> Request
Repeat each of the rows below word for word, changing nothing.

> Entries shown

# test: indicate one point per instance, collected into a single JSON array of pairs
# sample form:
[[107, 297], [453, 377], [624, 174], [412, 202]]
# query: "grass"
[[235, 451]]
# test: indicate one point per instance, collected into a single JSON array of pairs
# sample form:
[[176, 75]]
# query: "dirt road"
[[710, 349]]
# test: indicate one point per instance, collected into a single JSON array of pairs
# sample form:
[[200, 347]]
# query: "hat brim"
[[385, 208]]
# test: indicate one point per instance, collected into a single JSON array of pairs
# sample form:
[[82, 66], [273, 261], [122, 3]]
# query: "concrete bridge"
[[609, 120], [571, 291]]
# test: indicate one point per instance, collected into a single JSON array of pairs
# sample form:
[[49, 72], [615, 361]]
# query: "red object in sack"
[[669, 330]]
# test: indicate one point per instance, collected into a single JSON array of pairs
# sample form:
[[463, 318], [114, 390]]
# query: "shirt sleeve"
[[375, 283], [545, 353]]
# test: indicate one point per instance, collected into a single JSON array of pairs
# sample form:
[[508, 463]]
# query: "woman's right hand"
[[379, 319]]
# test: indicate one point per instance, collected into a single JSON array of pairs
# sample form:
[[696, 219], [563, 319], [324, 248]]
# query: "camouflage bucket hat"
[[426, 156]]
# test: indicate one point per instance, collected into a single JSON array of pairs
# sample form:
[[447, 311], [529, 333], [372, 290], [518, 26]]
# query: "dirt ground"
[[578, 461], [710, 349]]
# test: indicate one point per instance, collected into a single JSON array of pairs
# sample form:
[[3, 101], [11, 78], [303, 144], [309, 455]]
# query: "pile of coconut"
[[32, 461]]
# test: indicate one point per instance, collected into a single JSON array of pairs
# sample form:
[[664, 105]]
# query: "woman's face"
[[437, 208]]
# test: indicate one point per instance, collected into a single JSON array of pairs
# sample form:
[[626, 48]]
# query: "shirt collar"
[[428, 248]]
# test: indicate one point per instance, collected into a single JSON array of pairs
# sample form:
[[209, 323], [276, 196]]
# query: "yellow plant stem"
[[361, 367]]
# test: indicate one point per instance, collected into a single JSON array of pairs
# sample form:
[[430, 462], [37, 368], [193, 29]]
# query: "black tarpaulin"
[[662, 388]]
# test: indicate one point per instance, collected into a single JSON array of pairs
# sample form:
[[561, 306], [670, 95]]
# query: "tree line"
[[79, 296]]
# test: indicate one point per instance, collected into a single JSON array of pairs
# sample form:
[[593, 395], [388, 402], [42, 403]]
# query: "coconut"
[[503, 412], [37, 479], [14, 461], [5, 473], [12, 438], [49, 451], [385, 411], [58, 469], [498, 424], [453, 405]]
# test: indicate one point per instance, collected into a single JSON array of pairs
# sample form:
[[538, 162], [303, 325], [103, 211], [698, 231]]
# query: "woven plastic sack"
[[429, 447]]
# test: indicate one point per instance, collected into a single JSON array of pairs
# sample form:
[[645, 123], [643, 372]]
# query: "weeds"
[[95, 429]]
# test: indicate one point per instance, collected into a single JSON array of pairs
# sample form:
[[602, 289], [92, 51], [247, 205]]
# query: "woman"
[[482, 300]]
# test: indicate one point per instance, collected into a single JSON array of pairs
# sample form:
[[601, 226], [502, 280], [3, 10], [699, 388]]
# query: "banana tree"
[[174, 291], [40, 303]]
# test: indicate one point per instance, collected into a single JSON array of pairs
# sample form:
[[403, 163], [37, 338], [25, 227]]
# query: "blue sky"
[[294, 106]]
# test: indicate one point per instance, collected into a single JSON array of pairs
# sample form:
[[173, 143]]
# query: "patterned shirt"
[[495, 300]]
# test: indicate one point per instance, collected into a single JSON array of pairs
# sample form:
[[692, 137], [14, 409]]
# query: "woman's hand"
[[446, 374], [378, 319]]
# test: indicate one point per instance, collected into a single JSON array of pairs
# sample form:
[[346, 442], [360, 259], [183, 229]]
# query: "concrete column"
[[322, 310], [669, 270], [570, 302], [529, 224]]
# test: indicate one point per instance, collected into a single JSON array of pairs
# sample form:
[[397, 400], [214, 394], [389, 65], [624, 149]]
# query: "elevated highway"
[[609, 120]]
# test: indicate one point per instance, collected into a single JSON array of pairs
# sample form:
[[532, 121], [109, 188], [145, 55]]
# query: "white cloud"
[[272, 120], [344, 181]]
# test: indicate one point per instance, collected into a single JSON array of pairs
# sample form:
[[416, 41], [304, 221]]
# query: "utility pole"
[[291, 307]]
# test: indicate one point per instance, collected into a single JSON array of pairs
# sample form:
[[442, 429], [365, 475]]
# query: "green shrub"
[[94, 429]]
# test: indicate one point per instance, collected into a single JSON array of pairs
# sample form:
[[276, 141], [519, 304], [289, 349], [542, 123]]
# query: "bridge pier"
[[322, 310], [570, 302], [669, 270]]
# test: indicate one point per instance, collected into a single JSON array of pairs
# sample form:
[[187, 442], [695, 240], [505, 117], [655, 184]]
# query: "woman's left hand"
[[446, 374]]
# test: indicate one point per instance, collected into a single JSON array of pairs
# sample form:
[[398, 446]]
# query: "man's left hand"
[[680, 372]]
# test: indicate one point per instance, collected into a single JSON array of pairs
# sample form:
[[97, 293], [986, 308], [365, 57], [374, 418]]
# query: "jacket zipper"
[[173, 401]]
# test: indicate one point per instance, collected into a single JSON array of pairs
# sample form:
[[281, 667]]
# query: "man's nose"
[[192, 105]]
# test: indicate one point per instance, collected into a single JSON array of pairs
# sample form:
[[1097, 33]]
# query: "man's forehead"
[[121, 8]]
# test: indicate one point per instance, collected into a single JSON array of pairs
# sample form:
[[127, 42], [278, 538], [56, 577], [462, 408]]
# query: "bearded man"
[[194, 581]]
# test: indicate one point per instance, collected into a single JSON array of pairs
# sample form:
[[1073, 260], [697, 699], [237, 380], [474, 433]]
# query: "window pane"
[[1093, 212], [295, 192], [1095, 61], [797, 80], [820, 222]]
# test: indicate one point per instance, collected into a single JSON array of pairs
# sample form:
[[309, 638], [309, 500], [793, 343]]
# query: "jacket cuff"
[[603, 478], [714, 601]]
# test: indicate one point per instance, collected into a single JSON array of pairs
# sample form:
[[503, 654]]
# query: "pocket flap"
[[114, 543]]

> Response
# test: indicate one point per instance, collected into a single JSON array of pairs
# sample form:
[[107, 297], [453, 377], [624, 174], [412, 202]]
# query: "grass"
[[235, 451]]
# test: indicate one point per instance, collected into a single JSON array of pairs
# sample form:
[[176, 75]]
# query: "dirt road"
[[710, 349]]
# test: indicate one point per instance, collected into a single JSON array of pairs
# sample form:
[[200, 347]]
# query: "hat brim"
[[385, 208]]
# test: indicate one point per instance, collected into a single JSON array of pairs
# sample form:
[[82, 66], [273, 261], [122, 3]]
# query: "concrete bridge"
[[609, 120], [571, 291]]
# test: indicate one point per instance, collected into a single JSON array of pairs
# sample form:
[[49, 72], [615, 361]]
# query: "red object in sack"
[[669, 330]]
# test: indicate one point per instance, collected into a single JSON array of pairs
# sample form:
[[463, 318], [114, 390]]
# query: "shirt sleeve"
[[375, 283], [545, 353]]
# test: indicate one point per instance, collected into a single JSON array of pairs
# sample form:
[[508, 463]]
# query: "woman's right hand"
[[379, 319]]
# test: indicate one point per instance, collected into a single JSON array of pairs
# sample form:
[[696, 219], [563, 319], [324, 248]]
# query: "camouflage bucket hat"
[[426, 156]]
# test: indicate one point per instance, collected into a single JSON array of pairs
# sample form:
[[447, 311], [529, 333], [372, 290], [518, 26]]
# query: "dirt ground"
[[578, 461], [710, 349]]
# test: indicate one point per instance, collected into a single JSON array of pairs
# sample form:
[[3, 101], [11, 78], [303, 144], [309, 455]]
# query: "pile of coconut"
[[32, 461]]
# test: indicate one point per instance, collected into a single JSON array of pairs
# sample form:
[[664, 105]]
# query: "woman's face"
[[437, 208]]
# test: indicate one point per instance, collected into a single JSON array of pairs
# sample form:
[[626, 48]]
# query: "shirt collar"
[[428, 248]]
# test: indicate one point per instance, collected into a single JSON array of pairs
# sample form:
[[209, 323], [276, 196]]
# query: "yellow plant stem"
[[361, 367]]
# test: indicate one point per instance, collected into a single JSON array of pairs
# sample form:
[[430, 462], [37, 368], [193, 29]]
# query: "black tarpaulin"
[[662, 388]]
# test: indicate one point per instance, collected into a single JSON array of pairs
# sample form:
[[561, 306], [670, 95]]
# query: "tree line"
[[79, 296]]
# test: indicate one point per instance, collected into a single JSON array of pairs
# sample form:
[[593, 395], [388, 402], [42, 403]]
# query: "coconut"
[[503, 412], [37, 479], [14, 461], [5, 473], [12, 438], [49, 451], [385, 411], [58, 469], [498, 424], [453, 405]]
# test: indicate one point per instance, collected into a single JSON array of pairs
# sample form:
[[538, 162], [303, 325], [103, 211], [698, 231]]
# query: "woven plastic sack"
[[429, 447]]
# test: indicate one point per instance, collected into a single JSON array of pairs
# sample form:
[[645, 123], [643, 372]]
# query: "weeds"
[[95, 429]]
# test: indicate one point per instance, collected into a single JSON array of pairs
# sample form:
[[602, 289], [92, 51], [247, 205]]
# query: "woman"
[[482, 300]]
# test: indicate one point per instance, collected into a single JSON array of pairs
# sample form:
[[601, 226], [502, 280], [3, 10], [699, 388]]
# query: "banana tree"
[[174, 291], [40, 303]]
# test: indicate one point per instance, collected into a single JSON array of pairs
# sample form:
[[403, 163], [37, 338], [25, 227]]
# query: "blue sky"
[[294, 106]]
# test: indicate one point per instance, collected into a single JSON array of pairs
# sample form:
[[173, 143]]
# query: "patterned shirt"
[[495, 300]]
# test: indicate one point per instance, collected into a single JSON array of pairs
# sample form:
[[692, 137], [14, 409]]
# query: "woman's hand"
[[446, 374], [378, 319]]
# test: indicate one point per instance, collected into a single JSON array of pairs
# sample form:
[[346, 442], [360, 259], [183, 229]]
# query: "concrete column"
[[322, 310], [669, 270], [570, 302], [529, 224]]
# test: indicate one point per instance, collected into a single JSON array of pairs
# sample form:
[[397, 400], [214, 394], [389, 65], [624, 149]]
# query: "elevated highway"
[[609, 120]]
# test: indicate one point per instance, collected into a single JSON array of pairs
# sample form:
[[532, 121], [109, 188], [145, 55]]
# query: "white cloud"
[[272, 120], [344, 181]]
# test: indicate one point per instance, collected into a single JSON array of pairs
# sample form:
[[416, 41], [304, 221]]
# query: "utility pole"
[[291, 307]]
# test: indicate one point per instance, collected into a single JSON array of pairs
# sample form:
[[442, 429], [365, 475]]
# query: "green shrub"
[[94, 429]]
# test: indicate one point per instance, collected into a single JSON array of pairs
# sample form:
[[276, 141], [519, 304], [289, 349], [542, 123]]
# query: "bridge pier"
[[322, 310], [570, 302], [669, 270]]
# test: indicate one point per instance, collected into a single JSON array of pairs
# sample form:
[[187, 442], [695, 240], [505, 117], [655, 184]]
# query: "woman's left hand"
[[446, 374]]
# test: indicate one point per instance, collected into a single JSON array of pairs
# sample form:
[[398, 446]]
# query: "man's left hand"
[[680, 372]]
# test: indicate one point per instance, collected into a single JSON array of pairs
# sample form:
[[97, 293], [986, 308], [365, 57], [374, 418]]
# query: "jacket zipper"
[[173, 401]]
# test: indicate one point per instance, collected into a single JSON array of pairs
# sample form:
[[281, 667]]
# query: "man's nose"
[[192, 105]]
# test: indicate one point per instance, collected into a single JSON array of pairs
# sample form:
[[1097, 33]]
# query: "man's forehead"
[[121, 8]]
# test: indicate one point per instance, collected into a single JSON array of pairs
# sample form:
[[127, 42], [278, 538], [56, 577], [462, 408]]
# query: "bearded man"
[[194, 581]]
# test: indicate one point per instance, collected into a single JSON array of pairs
# sample form:
[[1073, 260], [697, 699], [237, 380], [474, 433]]
# query: "window pane"
[[1093, 212], [295, 192], [1095, 61], [797, 80], [820, 222]]
# test: indicate one point per instance, collected into a single JSON array of pairs
# sample form:
[[309, 638], [309, 500], [793, 343]]
# query: "jacket cuff"
[[603, 478], [714, 601]]
# test: indicate one point per instance, collected into a single JSON array of pairs
# sample form:
[[503, 654]]
# query: "pocket flap"
[[114, 543]]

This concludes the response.